* Begin Data for this exercise *
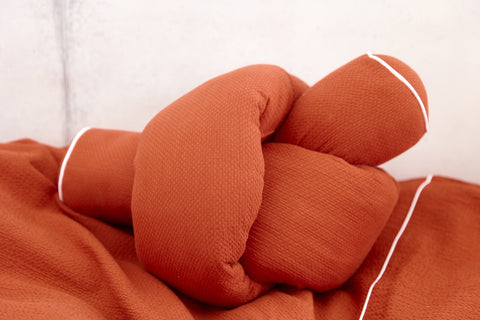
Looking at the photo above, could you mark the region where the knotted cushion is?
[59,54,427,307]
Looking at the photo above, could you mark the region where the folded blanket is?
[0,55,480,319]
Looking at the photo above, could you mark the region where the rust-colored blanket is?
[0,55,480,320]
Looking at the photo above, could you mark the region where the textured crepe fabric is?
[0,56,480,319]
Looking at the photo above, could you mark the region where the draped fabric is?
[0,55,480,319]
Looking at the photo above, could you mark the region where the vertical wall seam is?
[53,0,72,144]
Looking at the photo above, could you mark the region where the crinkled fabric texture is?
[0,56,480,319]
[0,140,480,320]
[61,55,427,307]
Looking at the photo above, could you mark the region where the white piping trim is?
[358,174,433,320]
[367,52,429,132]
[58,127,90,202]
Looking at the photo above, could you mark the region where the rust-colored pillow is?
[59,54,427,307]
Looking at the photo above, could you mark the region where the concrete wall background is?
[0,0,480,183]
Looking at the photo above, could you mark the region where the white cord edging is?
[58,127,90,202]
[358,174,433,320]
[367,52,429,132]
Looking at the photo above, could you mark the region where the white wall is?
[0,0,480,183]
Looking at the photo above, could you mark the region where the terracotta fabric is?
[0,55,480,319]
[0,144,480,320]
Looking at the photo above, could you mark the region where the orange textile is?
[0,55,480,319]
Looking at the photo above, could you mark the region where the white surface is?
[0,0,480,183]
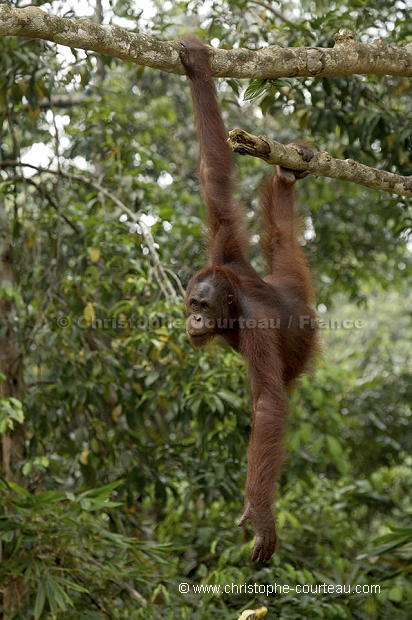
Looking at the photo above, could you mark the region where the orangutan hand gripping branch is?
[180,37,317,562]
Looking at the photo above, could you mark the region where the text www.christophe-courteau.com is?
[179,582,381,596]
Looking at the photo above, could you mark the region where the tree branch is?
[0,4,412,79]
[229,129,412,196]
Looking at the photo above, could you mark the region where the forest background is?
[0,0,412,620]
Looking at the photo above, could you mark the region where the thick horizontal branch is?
* End Data for this exercise *
* Begin Data for this exercise *
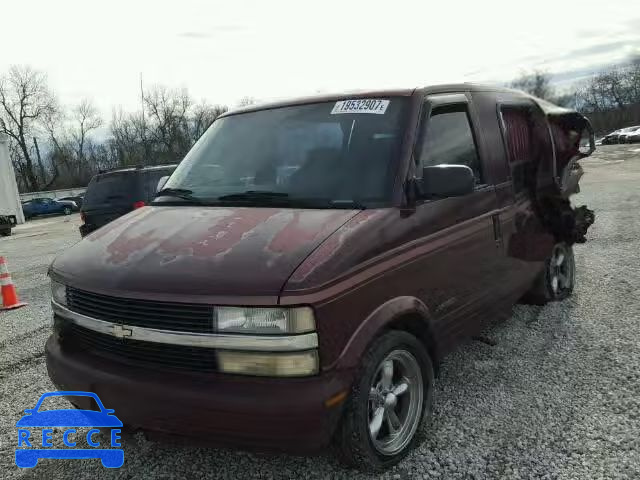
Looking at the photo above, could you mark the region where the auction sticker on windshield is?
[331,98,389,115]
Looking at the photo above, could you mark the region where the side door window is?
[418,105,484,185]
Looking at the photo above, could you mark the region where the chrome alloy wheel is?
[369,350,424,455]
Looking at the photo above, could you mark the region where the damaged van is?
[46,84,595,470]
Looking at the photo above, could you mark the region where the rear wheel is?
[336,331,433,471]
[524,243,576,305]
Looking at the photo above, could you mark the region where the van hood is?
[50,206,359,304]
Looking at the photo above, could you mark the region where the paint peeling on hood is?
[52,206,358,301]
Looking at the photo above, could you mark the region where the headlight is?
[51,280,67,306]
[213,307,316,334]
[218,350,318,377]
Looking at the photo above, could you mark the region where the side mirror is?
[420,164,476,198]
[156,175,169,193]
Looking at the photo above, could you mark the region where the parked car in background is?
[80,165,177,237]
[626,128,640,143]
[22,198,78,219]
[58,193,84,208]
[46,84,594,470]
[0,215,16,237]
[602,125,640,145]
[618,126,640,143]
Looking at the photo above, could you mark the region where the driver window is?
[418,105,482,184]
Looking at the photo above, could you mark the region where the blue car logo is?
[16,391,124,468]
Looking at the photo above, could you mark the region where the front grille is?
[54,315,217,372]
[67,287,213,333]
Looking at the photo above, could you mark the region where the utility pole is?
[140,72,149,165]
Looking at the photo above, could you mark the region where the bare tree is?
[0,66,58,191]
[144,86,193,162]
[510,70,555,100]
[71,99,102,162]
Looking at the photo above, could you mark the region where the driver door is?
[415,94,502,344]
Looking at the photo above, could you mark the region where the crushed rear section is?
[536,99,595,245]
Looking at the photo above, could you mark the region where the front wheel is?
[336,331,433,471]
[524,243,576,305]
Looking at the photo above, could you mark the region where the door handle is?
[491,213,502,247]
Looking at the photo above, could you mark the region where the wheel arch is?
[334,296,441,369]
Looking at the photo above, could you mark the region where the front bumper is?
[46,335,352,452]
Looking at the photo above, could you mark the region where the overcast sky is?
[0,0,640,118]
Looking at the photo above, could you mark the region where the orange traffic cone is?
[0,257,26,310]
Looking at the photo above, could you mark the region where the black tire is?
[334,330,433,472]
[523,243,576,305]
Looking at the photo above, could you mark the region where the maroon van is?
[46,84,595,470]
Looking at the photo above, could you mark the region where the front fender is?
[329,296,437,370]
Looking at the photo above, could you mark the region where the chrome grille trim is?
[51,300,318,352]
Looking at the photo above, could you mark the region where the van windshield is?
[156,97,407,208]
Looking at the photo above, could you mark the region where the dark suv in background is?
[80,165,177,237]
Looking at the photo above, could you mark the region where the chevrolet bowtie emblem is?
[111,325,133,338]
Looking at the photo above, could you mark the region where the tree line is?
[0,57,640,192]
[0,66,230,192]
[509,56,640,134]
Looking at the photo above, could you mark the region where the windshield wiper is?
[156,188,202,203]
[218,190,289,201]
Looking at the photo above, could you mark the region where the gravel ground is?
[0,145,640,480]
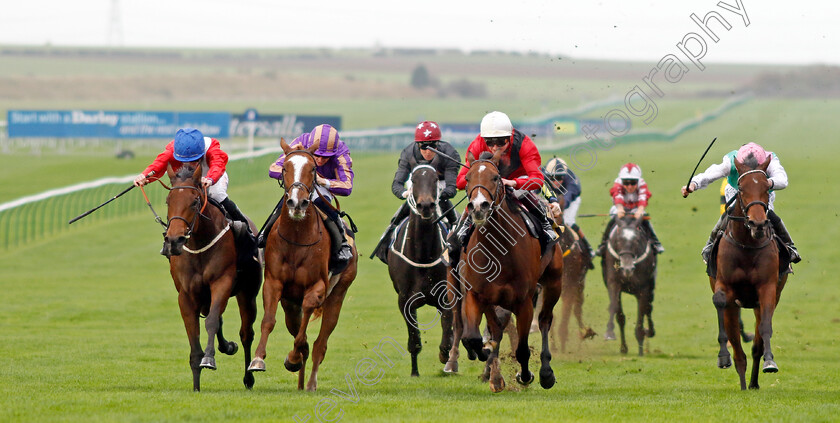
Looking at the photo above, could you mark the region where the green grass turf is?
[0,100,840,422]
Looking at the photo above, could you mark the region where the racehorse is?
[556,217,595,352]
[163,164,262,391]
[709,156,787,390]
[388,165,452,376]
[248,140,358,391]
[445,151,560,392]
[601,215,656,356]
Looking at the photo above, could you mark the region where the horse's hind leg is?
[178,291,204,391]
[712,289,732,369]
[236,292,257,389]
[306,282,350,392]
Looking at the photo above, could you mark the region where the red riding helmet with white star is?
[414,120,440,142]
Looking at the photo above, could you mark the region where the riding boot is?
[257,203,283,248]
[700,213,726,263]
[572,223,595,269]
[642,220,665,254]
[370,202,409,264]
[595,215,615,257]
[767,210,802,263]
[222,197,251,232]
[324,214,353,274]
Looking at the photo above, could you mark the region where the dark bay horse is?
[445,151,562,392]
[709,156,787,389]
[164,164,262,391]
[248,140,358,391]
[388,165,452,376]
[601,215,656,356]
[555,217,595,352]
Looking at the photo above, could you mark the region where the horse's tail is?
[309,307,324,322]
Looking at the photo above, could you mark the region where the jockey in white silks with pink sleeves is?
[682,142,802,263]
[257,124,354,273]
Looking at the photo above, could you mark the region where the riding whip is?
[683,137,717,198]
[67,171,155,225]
* End Data for this exercise *
* Begin Data for this exercise *
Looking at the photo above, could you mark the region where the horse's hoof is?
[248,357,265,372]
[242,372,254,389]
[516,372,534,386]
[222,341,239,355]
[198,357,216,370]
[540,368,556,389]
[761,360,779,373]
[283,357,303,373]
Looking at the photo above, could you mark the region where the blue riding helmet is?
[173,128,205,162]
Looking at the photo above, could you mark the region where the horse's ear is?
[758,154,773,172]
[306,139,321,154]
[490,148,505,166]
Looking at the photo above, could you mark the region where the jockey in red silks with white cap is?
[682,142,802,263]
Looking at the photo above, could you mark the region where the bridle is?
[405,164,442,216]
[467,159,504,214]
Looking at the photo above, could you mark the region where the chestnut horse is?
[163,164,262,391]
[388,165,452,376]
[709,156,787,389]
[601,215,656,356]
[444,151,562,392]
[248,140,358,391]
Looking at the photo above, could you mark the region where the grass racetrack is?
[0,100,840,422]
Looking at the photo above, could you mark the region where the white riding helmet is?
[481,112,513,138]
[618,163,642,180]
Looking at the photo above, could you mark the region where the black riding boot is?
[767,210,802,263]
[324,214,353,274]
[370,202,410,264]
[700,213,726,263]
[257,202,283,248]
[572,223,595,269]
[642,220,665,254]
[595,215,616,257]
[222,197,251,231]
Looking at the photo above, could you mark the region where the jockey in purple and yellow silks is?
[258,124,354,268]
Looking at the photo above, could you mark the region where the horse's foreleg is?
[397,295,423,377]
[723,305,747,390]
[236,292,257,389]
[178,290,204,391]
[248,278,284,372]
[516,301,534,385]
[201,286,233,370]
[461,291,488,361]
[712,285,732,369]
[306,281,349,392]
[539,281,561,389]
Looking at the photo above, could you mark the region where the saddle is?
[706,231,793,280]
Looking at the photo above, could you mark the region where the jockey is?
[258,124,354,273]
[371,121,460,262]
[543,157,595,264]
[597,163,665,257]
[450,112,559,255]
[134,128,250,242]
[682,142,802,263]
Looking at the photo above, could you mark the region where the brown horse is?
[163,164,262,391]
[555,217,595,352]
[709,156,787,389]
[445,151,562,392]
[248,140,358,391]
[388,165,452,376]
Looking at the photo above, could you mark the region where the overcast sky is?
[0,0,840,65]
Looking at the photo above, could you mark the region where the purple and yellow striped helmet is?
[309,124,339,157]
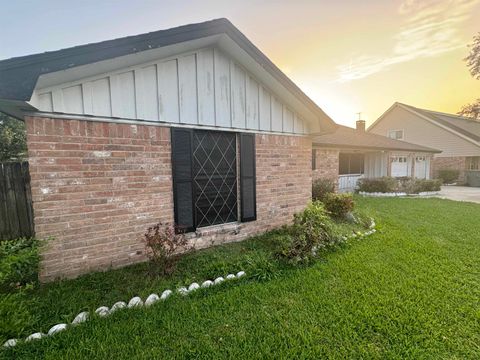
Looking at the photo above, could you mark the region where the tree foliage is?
* End Data for this exercise *
_Task details_
Please gather every line in the items above that contains the word "purple". Capitalization must match.

_Result below_
Looking at the photo above, could you mark the region where the jockey in purple and yellow silks is?
Looking at the photo above, could you mark the region where the purple and yellow striped helmet is?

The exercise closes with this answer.